*** EXERCISE MATERIAL

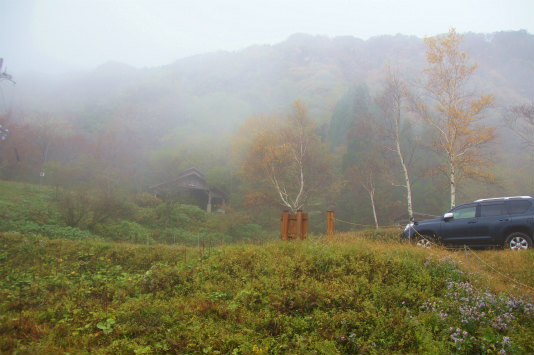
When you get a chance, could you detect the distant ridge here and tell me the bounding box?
[10,31,533,137]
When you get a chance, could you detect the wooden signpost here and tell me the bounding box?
[327,210,334,241]
[280,210,335,241]
[280,210,308,240]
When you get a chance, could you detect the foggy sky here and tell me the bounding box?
[1,0,533,74]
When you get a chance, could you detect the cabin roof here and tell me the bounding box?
[148,167,227,199]
[178,167,204,179]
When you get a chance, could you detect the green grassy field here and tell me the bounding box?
[0,180,533,354]
[1,231,533,355]
[0,180,269,246]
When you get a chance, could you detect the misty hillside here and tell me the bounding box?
[9,31,533,139]
[1,29,534,240]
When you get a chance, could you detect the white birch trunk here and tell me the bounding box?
[450,160,456,208]
[395,132,413,219]
[363,175,379,230]
[369,188,379,230]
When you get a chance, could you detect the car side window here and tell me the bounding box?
[508,200,531,215]
[453,206,476,219]
[480,203,506,217]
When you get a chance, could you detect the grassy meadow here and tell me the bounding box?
[1,231,533,355]
[0,180,533,354]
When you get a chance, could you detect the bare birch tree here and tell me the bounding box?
[505,103,534,148]
[344,120,385,230]
[505,102,534,194]
[239,101,332,213]
[347,165,380,229]
[377,65,415,220]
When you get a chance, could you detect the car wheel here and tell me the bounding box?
[415,234,434,248]
[504,232,532,250]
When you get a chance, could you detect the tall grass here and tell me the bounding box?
[1,231,532,354]
[331,228,534,296]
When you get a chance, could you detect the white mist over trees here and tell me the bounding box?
[1,31,533,231]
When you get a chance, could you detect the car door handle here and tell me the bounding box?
[499,218,510,222]
[468,221,477,224]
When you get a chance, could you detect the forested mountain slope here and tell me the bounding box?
[9,31,533,138]
[1,30,532,225]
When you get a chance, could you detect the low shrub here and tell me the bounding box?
[133,193,162,208]
[229,223,268,242]
[0,234,532,354]
[0,220,95,240]
[157,227,203,246]
[110,221,154,244]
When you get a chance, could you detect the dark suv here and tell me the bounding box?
[402,196,534,250]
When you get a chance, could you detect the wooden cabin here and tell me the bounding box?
[148,168,227,213]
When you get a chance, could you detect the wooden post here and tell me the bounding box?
[296,210,303,240]
[327,210,334,241]
[281,211,289,241]
[206,190,212,213]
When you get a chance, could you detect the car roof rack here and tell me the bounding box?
[475,196,533,202]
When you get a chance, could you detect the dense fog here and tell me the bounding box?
[1,1,533,233]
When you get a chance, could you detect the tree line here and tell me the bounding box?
[0,29,533,233]
[236,29,533,229]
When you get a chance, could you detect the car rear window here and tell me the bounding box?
[480,203,506,217]
[508,200,532,215]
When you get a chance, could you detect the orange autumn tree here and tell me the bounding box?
[238,101,332,213]
[417,28,496,208]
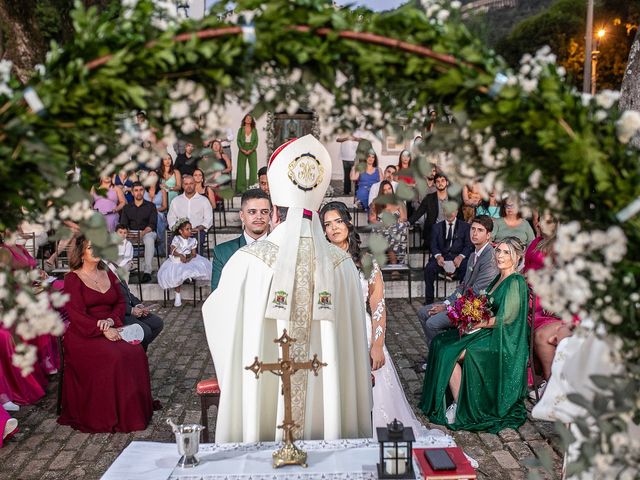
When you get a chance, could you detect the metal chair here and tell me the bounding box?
[126,230,162,300]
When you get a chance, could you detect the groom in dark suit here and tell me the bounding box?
[418,215,499,348]
[210,189,271,290]
[422,201,474,305]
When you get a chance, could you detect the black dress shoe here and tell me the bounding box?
[141,273,152,283]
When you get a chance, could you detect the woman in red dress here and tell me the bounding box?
[58,236,153,433]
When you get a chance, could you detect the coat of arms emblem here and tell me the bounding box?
[273,290,288,308]
[287,152,324,192]
[317,291,332,309]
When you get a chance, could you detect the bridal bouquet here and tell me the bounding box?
[446,289,492,335]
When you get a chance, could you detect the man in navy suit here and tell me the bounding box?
[422,201,473,305]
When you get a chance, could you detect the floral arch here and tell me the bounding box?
[0,0,639,475]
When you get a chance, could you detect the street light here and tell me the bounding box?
[591,28,606,94]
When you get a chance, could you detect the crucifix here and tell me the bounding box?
[245,329,327,468]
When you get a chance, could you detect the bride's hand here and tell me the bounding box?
[370,345,385,371]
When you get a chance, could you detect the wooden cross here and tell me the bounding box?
[245,329,327,467]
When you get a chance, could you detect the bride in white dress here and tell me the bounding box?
[320,201,456,444]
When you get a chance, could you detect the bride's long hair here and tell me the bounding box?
[319,201,362,268]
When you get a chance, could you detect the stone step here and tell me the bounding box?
[131,271,457,302]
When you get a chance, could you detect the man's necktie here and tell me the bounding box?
[445,222,453,248]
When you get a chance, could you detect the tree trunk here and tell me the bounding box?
[0,0,47,82]
[620,29,640,148]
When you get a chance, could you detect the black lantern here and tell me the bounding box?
[377,419,415,479]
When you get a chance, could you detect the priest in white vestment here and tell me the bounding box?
[202,135,373,443]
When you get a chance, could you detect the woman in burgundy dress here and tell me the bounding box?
[58,236,153,433]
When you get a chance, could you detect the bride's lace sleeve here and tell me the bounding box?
[368,260,386,344]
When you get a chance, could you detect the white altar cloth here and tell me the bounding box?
[101,437,459,480]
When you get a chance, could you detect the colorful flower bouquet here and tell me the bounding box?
[447,289,492,335]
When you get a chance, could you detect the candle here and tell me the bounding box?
[384,447,407,475]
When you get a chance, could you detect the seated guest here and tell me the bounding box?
[257,166,270,195]
[158,154,182,206]
[167,175,213,255]
[210,139,232,187]
[461,180,482,222]
[143,171,168,255]
[408,173,463,250]
[0,328,47,406]
[211,189,271,290]
[1,404,18,447]
[422,202,473,305]
[119,182,158,283]
[418,215,498,347]
[351,150,382,211]
[523,212,573,384]
[91,176,126,232]
[367,165,398,208]
[492,195,535,247]
[104,261,164,351]
[59,236,153,432]
[476,190,500,219]
[174,142,199,177]
[368,181,408,265]
[157,219,212,307]
[420,237,529,433]
[1,234,63,374]
[113,169,137,203]
[18,218,48,259]
[193,168,217,209]
[396,149,415,186]
[115,224,134,283]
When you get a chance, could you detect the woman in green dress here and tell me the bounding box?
[419,236,530,433]
[236,114,259,193]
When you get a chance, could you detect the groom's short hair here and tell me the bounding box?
[240,188,271,208]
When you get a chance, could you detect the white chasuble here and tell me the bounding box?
[202,222,373,443]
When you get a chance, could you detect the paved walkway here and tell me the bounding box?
[1,299,563,479]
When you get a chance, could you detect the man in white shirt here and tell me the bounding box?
[167,175,213,254]
[336,131,365,195]
[367,165,398,207]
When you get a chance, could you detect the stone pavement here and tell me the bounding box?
[1,298,563,479]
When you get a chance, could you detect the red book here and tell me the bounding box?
[413,447,477,480]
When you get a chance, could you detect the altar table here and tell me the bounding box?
[101,436,460,480]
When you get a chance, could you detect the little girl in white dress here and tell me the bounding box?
[157,218,212,306]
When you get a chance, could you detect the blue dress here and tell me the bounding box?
[115,175,134,203]
[355,169,380,211]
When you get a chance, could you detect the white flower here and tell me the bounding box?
[170,100,190,120]
[616,110,640,144]
[528,169,542,188]
[520,78,538,93]
[450,1,461,8]
[595,89,620,110]
[581,93,593,107]
[436,9,450,22]
[594,110,607,122]
[544,183,559,207]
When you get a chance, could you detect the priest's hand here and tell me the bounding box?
[370,345,385,371]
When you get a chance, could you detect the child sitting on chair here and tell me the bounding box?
[157,218,212,307]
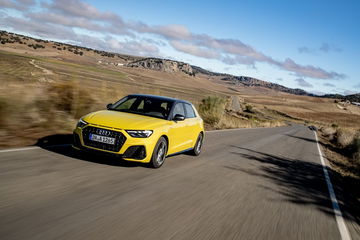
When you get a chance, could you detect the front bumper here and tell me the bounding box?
[73,125,157,163]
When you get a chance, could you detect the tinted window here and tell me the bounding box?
[116,97,136,110]
[184,103,196,118]
[172,103,185,117]
[110,96,173,119]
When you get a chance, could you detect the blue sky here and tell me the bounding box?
[1,0,359,95]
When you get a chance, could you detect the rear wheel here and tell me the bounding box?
[190,133,203,156]
[149,137,167,168]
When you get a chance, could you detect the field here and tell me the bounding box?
[0,37,360,149]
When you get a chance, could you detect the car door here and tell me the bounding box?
[183,103,199,147]
[167,102,189,154]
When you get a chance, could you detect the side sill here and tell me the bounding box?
[166,147,193,158]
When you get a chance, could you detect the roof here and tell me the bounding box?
[128,94,192,104]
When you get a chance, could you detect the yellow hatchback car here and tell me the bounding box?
[73,94,204,168]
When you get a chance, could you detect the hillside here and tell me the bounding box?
[323,93,360,102]
[0,30,319,97]
[345,94,360,102]
[1,29,359,149]
[220,76,310,95]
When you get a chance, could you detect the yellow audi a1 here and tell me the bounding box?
[73,94,204,168]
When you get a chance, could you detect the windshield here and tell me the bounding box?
[109,96,174,120]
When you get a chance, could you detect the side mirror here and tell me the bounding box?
[173,114,185,121]
[106,103,113,109]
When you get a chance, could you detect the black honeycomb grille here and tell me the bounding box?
[82,126,126,152]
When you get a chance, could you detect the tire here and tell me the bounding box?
[149,137,168,168]
[190,133,203,156]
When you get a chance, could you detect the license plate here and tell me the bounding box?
[89,133,115,145]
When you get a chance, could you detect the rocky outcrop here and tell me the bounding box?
[126,58,194,76]
[221,76,309,95]
[323,93,360,102]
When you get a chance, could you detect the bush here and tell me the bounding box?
[351,133,360,162]
[42,81,95,119]
[244,104,253,113]
[321,127,337,140]
[0,97,8,128]
[198,96,226,125]
[334,128,356,148]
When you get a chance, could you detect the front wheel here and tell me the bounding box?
[190,133,203,156]
[149,137,168,168]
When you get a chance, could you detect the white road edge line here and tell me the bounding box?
[0,144,71,153]
[314,131,352,240]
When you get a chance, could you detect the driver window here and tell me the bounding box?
[172,103,185,117]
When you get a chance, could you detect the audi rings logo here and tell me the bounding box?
[96,129,110,136]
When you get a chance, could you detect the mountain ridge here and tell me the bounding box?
[1,30,357,99]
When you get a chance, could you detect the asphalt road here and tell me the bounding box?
[0,125,358,240]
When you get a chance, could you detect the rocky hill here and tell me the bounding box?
[220,76,309,95]
[4,30,355,98]
[191,65,310,95]
[344,93,360,102]
[127,58,194,76]
[191,65,225,76]
[323,93,360,102]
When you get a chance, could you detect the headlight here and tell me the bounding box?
[76,119,88,128]
[126,130,153,138]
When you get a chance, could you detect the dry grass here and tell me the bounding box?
[335,128,357,148]
[198,96,227,125]
[215,113,284,129]
[0,47,359,148]
[352,134,360,171]
[44,81,96,119]
[241,91,360,129]
[198,96,287,130]
[319,126,360,178]
[0,81,99,148]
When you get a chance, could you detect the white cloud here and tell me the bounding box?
[0,0,347,81]
[170,40,220,59]
[298,42,342,54]
[295,78,313,88]
[323,83,335,87]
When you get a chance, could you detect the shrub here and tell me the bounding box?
[351,133,360,162]
[44,81,95,119]
[244,104,253,113]
[0,97,8,128]
[198,96,226,125]
[334,128,356,148]
[321,127,337,140]
[331,123,338,128]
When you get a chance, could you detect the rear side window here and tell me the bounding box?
[184,103,196,118]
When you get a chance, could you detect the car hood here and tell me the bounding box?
[82,110,168,129]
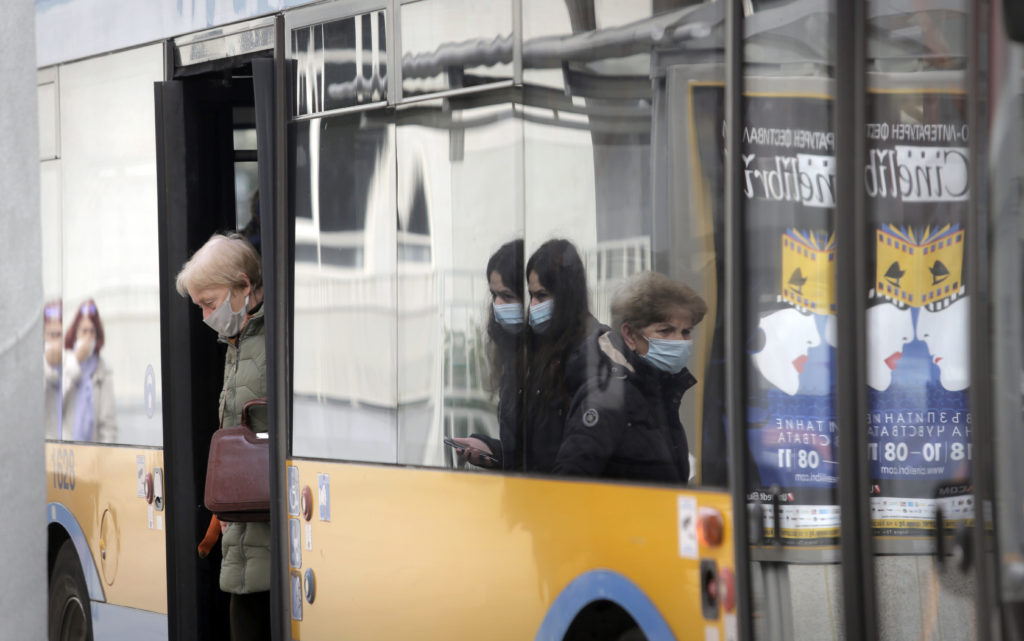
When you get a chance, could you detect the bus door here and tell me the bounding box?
[154,16,286,641]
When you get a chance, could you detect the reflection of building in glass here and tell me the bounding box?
[586,236,651,327]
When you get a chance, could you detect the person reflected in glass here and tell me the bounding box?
[554,272,707,483]
[61,298,117,443]
[43,300,63,440]
[458,238,603,472]
[451,239,524,468]
[175,232,269,641]
[454,239,598,468]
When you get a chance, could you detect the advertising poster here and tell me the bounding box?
[687,82,972,548]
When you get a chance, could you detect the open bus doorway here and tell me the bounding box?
[155,24,279,640]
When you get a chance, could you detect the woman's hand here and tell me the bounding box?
[450,437,496,468]
[45,340,62,367]
[74,336,94,364]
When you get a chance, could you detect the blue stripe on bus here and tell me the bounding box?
[534,569,675,641]
[47,502,105,602]
[92,602,167,641]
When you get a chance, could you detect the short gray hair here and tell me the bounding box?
[610,271,707,332]
[175,233,262,297]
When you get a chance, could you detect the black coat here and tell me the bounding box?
[554,330,696,484]
[476,316,606,473]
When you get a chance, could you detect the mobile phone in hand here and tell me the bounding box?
[443,437,498,465]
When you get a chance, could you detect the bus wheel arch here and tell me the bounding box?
[563,600,648,641]
[49,538,93,641]
[535,570,674,641]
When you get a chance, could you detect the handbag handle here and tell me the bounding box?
[241,397,269,429]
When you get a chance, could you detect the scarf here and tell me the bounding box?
[71,355,99,441]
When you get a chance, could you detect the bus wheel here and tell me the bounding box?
[49,540,93,641]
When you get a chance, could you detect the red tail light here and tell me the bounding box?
[698,508,725,547]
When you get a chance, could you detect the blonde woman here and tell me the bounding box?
[176,232,269,641]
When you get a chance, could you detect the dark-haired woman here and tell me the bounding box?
[61,299,117,443]
[456,238,604,473]
[452,239,526,469]
[555,271,707,483]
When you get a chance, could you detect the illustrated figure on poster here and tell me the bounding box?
[750,229,835,396]
[750,307,821,396]
[871,223,966,392]
[916,295,969,392]
[865,297,914,392]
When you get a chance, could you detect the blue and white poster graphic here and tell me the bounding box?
[734,89,973,545]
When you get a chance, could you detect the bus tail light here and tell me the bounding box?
[698,508,725,547]
[718,566,736,613]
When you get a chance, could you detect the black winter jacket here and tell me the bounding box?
[554,330,696,484]
[476,315,607,473]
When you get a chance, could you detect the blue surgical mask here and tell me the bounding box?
[204,290,249,337]
[493,302,524,333]
[528,299,554,333]
[642,336,693,374]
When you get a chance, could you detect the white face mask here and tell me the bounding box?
[204,290,249,337]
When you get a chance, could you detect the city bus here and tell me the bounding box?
[36,0,1024,639]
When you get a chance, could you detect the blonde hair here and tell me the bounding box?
[175,233,262,298]
[611,271,707,332]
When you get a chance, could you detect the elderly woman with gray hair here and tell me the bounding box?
[554,271,707,484]
[176,232,270,641]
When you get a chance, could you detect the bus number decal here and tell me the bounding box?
[51,447,76,491]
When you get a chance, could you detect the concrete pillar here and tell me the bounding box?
[0,0,45,638]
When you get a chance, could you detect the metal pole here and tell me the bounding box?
[724,0,753,638]
[967,0,997,638]
[834,0,876,639]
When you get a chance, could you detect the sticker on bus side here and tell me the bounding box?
[317,473,331,521]
[678,495,698,559]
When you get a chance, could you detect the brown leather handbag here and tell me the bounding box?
[204,398,270,522]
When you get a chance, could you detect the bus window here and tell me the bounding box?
[990,3,1024,605]
[56,44,165,446]
[519,0,725,487]
[233,126,259,251]
[396,101,524,467]
[399,0,513,98]
[291,112,398,461]
[865,1,976,639]
[292,10,388,115]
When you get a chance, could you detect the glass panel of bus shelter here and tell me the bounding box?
[740,2,842,639]
[56,44,165,446]
[516,0,723,485]
[394,99,524,467]
[290,112,399,461]
[399,0,513,99]
[865,2,976,638]
[292,10,388,115]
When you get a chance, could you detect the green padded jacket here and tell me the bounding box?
[217,304,270,595]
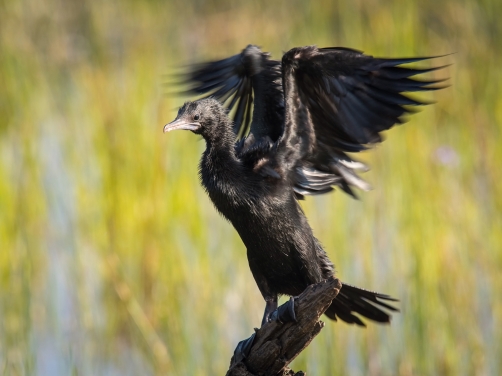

******

> **WORK REQUIRED**
Every line from the one with "When you get a chance, could you detect the glass" through the end of the records above belongs in the answer, copied exactly; no picture does.

> **OUTPUT BELOW**
When you get a chance, could you detect the glass panel of bus shelter here and tell me the bounding box?
[740,2,842,639]
[56,44,165,446]
[516,0,723,485]
[394,99,524,467]
[290,112,399,461]
[399,0,513,99]
[865,2,976,638]
[292,10,388,115]
When you get a chance, could you detect the green padded jacket here and tell me the bounding box?
[217,304,270,595]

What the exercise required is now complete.